++++ Fragmento de origen

Monárquica por convicción e incluso por devoción, Barberá se enfrenta estos días a declaraciones y correos que apuntan a que fueron ella y el expresidente de la Generalitat y amigo Francisco Camps, los que supuestamente abrieron las puertas de las Administraciones públicas al duque de Palma y a su entonces socio Diego Torres para que organizasen un foro sobre eventos deportivos llamado Valencia Summit y la candidatura a unos Juegos Europeos. Un proyecto, este último, que no salió a la luz pero costó 382.000 euros a las arcas públicas valencianas, según recoge la instrucción judicial del caso Nóos. Unos escándalos que siembran de nubarrones el final de su dilatada carrera política.
Pero esta política de vena populista y prodigioso olfato, a la que el Partido Popular debe en gran parte su éxito electoral, ha tenido siempre buena estrella. “Su imagen de imbatible, bien ganada ante la oposición socialista que nunca confió sincera y seriamente en arrebatarle el bastón de mando, se ha agigantado así a la categoría de mito. Casi una obsesión para sus opositores”, describe el periodista Salvador Barber en su libro Rita Barberá. La dama de rojo de la España azul, una biografía no autorizada de la dirigente del PP.
Diputada a las Cortes Valencianas desde 1983, cofundadora de Alianza Popular en la Comunidad Valenciana y presidenta del partido hasta 1990, en que le cedió el testigo a Pedro Agramunt por decisión de Manuel Fraga, uno de sus grandes referentes políticos, Barberá aceptó encabezar la candidatura del PP a las elecciones locales de 1991 cuando otros notables como Manuel Broseta o Leopoldo Ortiz no se la jugaron ante una derrota que parecía segura. Barberá no fue la candidata más votada pero se alzó con la vara de mando gracias a la coalición con Unión Valenciana que se quedó a solo un concejal del PP.
Su oponente socialista en aquellos primeros comicios, Clementina Ródenas, le ganó por unas decenas de miles de votos, pero el fulgurante ascenso del partido del blaverismo fue lo que aupó a Barberá a la alcaldía de la tercera capital española.

++++++++
++++ Entradas

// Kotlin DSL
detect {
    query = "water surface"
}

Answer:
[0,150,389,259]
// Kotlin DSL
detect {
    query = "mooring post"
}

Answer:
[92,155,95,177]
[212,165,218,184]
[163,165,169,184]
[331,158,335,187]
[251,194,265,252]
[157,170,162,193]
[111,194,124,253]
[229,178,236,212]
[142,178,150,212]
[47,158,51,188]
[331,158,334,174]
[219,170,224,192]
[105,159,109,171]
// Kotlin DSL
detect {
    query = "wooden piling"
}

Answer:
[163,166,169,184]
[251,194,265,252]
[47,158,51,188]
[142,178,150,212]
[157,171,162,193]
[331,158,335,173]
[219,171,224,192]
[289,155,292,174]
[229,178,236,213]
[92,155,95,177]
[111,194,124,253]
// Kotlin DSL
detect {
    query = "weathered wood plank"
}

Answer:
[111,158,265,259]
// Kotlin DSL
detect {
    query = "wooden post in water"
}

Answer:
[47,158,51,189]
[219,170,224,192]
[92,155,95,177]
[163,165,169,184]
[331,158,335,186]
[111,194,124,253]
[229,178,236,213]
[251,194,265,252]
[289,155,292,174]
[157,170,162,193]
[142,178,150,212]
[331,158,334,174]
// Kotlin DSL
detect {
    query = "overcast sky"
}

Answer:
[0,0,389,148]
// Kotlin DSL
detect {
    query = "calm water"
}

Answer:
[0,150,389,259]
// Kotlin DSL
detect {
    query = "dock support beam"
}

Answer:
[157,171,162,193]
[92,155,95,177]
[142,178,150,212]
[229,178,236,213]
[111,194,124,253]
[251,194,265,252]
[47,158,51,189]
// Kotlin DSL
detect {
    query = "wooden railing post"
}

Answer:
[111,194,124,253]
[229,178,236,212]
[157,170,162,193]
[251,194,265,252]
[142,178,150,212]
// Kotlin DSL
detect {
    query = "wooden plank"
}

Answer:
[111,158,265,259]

++++++++

Responde con datos del fragmento sobre Rita Barberá:
(a) ¿Cuánto costó a las arcas públicas valencianas la candidatura a los Juegos Europeos?
(b) ¿Desde qué año es Barberá diputada a las Cortes Valencianas?
(c) ¿Quién fue su oponente socialista en las elecciones locales de 1991?
Las entradas no intervienen en esto.

Respuesta:
(a) 382.000 euros.
(b) Desde 1983.
(c) Clementina Ródenas.